Set exercise – Retype the records that come next, word for word.

Input data –
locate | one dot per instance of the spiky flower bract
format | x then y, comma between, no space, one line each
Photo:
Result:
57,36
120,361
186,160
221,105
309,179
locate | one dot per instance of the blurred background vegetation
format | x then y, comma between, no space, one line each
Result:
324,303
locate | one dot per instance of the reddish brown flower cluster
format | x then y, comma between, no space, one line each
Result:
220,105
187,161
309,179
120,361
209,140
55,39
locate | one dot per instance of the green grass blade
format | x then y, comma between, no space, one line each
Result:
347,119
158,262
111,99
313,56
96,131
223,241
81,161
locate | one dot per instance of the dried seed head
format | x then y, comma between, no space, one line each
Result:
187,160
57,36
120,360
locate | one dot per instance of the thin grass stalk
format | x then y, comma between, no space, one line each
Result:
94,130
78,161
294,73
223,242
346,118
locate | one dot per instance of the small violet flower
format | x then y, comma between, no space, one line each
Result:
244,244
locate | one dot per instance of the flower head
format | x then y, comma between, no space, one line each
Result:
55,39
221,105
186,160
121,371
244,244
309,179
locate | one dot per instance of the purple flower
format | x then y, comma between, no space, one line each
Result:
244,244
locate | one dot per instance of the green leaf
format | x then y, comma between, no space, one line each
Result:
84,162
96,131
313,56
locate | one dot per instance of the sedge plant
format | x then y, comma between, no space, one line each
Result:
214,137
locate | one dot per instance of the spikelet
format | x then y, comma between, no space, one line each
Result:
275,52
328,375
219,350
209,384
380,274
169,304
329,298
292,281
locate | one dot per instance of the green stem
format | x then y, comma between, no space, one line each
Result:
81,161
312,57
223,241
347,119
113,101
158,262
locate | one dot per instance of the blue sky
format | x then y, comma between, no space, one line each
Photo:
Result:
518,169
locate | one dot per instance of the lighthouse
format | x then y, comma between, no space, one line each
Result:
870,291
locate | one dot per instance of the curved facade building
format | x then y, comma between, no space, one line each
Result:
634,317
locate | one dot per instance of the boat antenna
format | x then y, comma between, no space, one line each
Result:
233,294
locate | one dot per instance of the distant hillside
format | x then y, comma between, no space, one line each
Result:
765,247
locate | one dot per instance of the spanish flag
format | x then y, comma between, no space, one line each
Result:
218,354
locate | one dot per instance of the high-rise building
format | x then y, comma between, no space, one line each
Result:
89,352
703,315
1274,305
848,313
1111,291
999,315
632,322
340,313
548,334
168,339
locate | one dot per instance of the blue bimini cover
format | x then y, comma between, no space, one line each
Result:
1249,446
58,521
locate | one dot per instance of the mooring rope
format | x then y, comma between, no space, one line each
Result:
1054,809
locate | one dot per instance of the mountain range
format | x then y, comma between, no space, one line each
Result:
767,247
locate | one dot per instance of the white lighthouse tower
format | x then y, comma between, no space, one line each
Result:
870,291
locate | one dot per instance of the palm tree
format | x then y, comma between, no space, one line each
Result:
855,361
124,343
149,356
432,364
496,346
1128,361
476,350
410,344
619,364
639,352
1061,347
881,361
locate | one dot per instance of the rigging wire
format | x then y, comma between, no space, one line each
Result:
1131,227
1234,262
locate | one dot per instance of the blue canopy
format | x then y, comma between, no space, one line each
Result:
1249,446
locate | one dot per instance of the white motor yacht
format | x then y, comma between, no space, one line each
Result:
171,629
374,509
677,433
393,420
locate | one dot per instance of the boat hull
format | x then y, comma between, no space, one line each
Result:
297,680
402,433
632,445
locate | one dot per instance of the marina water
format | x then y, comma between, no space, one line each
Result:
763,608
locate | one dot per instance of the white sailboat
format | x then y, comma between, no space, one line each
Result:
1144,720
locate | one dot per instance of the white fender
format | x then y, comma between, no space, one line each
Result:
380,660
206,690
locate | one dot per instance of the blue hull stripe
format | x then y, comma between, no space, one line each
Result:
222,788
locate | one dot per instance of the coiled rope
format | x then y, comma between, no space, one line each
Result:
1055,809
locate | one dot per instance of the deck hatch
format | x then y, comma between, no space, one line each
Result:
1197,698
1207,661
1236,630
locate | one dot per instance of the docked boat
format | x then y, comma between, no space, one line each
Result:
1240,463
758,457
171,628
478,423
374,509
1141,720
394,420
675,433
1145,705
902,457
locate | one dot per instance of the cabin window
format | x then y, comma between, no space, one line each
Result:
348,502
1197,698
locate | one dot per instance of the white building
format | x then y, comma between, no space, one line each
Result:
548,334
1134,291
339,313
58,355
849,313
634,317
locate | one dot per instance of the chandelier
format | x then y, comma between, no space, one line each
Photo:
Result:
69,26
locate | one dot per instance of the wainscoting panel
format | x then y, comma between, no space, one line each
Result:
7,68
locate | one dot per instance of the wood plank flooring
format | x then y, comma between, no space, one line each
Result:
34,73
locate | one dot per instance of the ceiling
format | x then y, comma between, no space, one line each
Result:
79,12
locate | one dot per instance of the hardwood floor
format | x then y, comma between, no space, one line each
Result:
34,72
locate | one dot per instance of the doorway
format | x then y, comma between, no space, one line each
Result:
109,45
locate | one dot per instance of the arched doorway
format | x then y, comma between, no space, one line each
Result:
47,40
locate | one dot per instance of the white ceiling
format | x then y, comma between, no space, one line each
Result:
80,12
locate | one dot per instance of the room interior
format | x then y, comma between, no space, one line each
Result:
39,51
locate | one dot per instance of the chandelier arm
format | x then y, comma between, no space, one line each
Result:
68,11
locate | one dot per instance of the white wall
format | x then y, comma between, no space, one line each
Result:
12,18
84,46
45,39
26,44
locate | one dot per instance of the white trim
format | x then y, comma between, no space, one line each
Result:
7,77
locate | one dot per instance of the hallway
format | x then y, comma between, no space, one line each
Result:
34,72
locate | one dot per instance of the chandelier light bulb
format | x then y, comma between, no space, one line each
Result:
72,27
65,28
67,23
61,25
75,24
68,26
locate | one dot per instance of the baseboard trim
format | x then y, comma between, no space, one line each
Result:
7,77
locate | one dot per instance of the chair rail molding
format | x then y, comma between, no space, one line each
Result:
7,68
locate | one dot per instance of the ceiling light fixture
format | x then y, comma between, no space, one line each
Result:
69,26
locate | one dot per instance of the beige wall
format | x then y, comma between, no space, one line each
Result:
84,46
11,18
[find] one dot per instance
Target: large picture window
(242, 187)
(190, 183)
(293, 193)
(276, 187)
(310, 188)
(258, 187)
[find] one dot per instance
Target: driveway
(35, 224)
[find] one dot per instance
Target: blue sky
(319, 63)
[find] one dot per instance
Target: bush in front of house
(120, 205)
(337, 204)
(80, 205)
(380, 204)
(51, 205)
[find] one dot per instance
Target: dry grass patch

Task solution –
locate | one dot per instance of the spiky flower bract
format | x then y, comma between, no space, one line each
Photo:
Result:
57,36
120,361
186,160
221,105
309,179
locate | one dot per instance of the blurred background vegetation
format | x then y, comma between, no space, one line each
Result:
324,303
locate | one dot per instance of the reddish brown flower cluster
format | x then y, comma between, no space, one line each
Result:
220,105
187,161
309,179
120,361
209,140
55,39
locate | one dot per instance of the green grass blade
format | x then y, comma between, no space, one line each
Result:
347,119
158,262
111,99
313,56
96,131
223,241
81,161
locate | one dot per instance of the dried seed head
format | x then y, comma between, no space, one line each
Result:
187,160
57,36
120,360
locate | one dot per instance of the thin grass stalk
format | x then y, comma between, no space, one line each
Result:
94,130
78,161
294,73
223,242
346,118
locate | one dot per instance of the small violet flower
format | x then y, comma between, no space, one line each
Result:
244,244
locate | one dot per instance of the flower head
format | x then y, comma between, no space, one line each
Result:
55,39
221,105
186,160
121,371
244,244
309,179
locate | one dot per instance of the purple flower
format | x then y, comma between, no space, one line each
Result:
244,244
locate | one dot per instance of the green leaf
format | x then y, comma between, no space, one line each
Result:
84,162
96,131
313,56
locate | one dot per instance of the sedge plant
format | x then y, comma between, no space, one line each
Result:
214,137
locate | one dot per instance of the spikelet
format | x then y, comma between, no space, one line each
Result:
275,52
328,375
219,350
209,384
380,274
169,304
329,298
292,281
locate | one dot per instance of the green stem
format | x then y, comma between, no space, one line each
Result:
81,161
312,57
223,241
347,119
113,101
158,262
locate | one dot per instance of the blue sky
format | x then y, comma between, no space, one line each
Photo:
Result:
518,169
locate | one dot per instance of the lighthouse
format | x then y, comma between, no space, one line each
Result:
870,291
locate | one dot per instance of the curved facade building
format | x then y, comma between, no space, one line each
Result:
634,317
locate | one dot per instance of the boat antenna
format | x then y, comma between, no space, one line each
Result:
233,294
locate | one dot per instance of the distant hillside
format | x then y, comma between, no space, one line each
Result:
765,247
locate | one dot per instance of the spanish flag
format | x then y, comma between, no space, one line each
Result:
218,354
locate | one dot per instance of the high-rise building
format | x then y, comma between, no space, one line each
Result:
89,352
703,315
1274,305
848,313
1111,291
999,315
632,322
340,313
548,334
168,339
locate | one dot per instance of the blue bimini cover
format | x then y, comma between, no space, one line each
Result:
1249,446
58,521
locate | one dot per instance of the mooring rope
format | x then y, comma between, no space, one line each
Result:
1054,809
locate | one dot per instance of the mountain range
format | x then y, comma between, no space, one line each
Result:
767,247
locate | one dot per instance of the white lighthouse tower
format | x then y, comma between, no space, one line each
Result:
870,291
locate | one dot per instance of the palm tree
format | x then y, comma between, no space, one line each
Result:
855,361
124,343
149,356
432,364
496,346
1128,361
476,350
410,344
619,364
639,352
1061,347
881,361
locate | one dot per instance of the rigging wire
format | x then y, comma between, no space, one line each
Result:
1131,227
1234,262
locate | one dot per instance of the blue canopy
format | x then y, comma between, no space, one line each
Result:
1249,446
locate | one dot per instance of the white motor yacht
format | x then y, comma between, no space, one line each
Result:
171,629
374,509
677,433
393,420
locate | one dot per instance of the boat hull
format | x then y, comma between, no space, one line each
Result:
297,680
402,433
632,445
locate | one dot per instance of the marina water
format | x then y, comma between, no space, one line each
Result:
763,608
locate | one dot per instance of the white sailboat
format | x then y, comma between, no space, one line each
Result:
1144,720
locate | one dot per instance of the white fender
format | x then y, comma between, no space, one line each
Result:
380,660
206,690
locate | one dot per instance of the blue hull stripe
format | x then y, comma between, no space, one line each
Result:
222,788
locate | one dot per instance of the coiled rope
format | x then y, comma between, no space, one line each
Result:
1055,809
locate | one dot per instance of the deck hatch
format | x then y, comma between, no space, one line each
Result:
1197,698
1207,661
1236,630
locate | one dot per instance of the docked boat
format | x then y, comma between, no space, one line each
Result:
1240,463
758,457
171,628
478,423
374,509
1141,720
394,420
675,433
1145,705
902,457
locate | one dot per instance of the cabin window
format | x then y, comma between, no space, one line each
Result:
348,502
1197,698
locate | one dot per instance of the white building
format | x then y, comma between, no space, one line each
Result:
548,334
1134,291
339,313
58,355
849,313
634,317
locate | one dot per instance of the chandelier
format | x then y, comma between, no space, one line each
Photo:
Result:
69,26
locate | one dot per instance of the wainscoting panel
format | x then y, comma between, no space, one line each
Result:
7,68
locate | one dot per instance of the wood plank flooring
format | x then y, comma between, no space, one line each
Result:
34,73
locate | one dot per instance of the ceiling
format | x then y, comma between, no space, one line each
Result:
79,12
locate | one dot per instance of the hardwood floor
format | x then y, comma between, no space, one line each
Result:
34,72
locate | one dot per instance of the doorway
format | x then y, comma between, no space, one line each
Result:
109,45
locate | one dot per instance of the arched doorway
format | x then y, comma between, no space, one line each
Result:
47,40
locate | one dot per instance of the white ceiling
format | x then y, comma between, no space, one line each
Result:
80,12
locate | one dot per instance of the room interior
format | x then y, comma between, no space, one line each
Result:
39,51
locate | one dot per instance of the chandelier arm
format | x then y, comma between, no space, one line each
Result:
68,11
locate | one dot per instance of the white wall
format | x then y, comma between, no space, one line each
Result:
12,18
84,46
45,39
26,44
locate | one dot per instance of the white trim
format | x then y, comma between, no space, one line each
Result:
7,77
locate | one dot per instance of the hallway
format | x then y, comma between, no space, one line each
Result:
34,72
locate | one dot per instance of the chandelier light bulb
format | x then y, comma between, no space, one line each
Result:
72,27
65,28
67,23
61,25
75,24
68,26
locate | one dot per instance of the baseboard trim
format | x then y, comma between, no space, one line each
Result:
7,77
locate | one dot per instance of the chair rail molding
format | x then y, comma between, no space, one line each
Result:
7,68
locate | one dot per instance of the ceiling light fixture
format | x then y, comma between, no space, one line each
Result:
69,26
locate | one dot per instance of the beige wall
format | x then y, comma between, no space, one line each
Result:
84,46
11,18
[find] one dot per instance
Target: large picture window
(242, 187)
(190, 183)
(293, 193)
(276, 187)
(310, 188)
(258, 187)
[find] one dot per instance
Target: driveway
(35, 224)
[find] one dot per instance
Target: blue sky
(319, 63)
[find] one dot per instance
Target: bush in front of house
(120, 205)
(337, 204)
(80, 205)
(380, 204)
(51, 205)
[find] one dot per instance
Target: dry grass patch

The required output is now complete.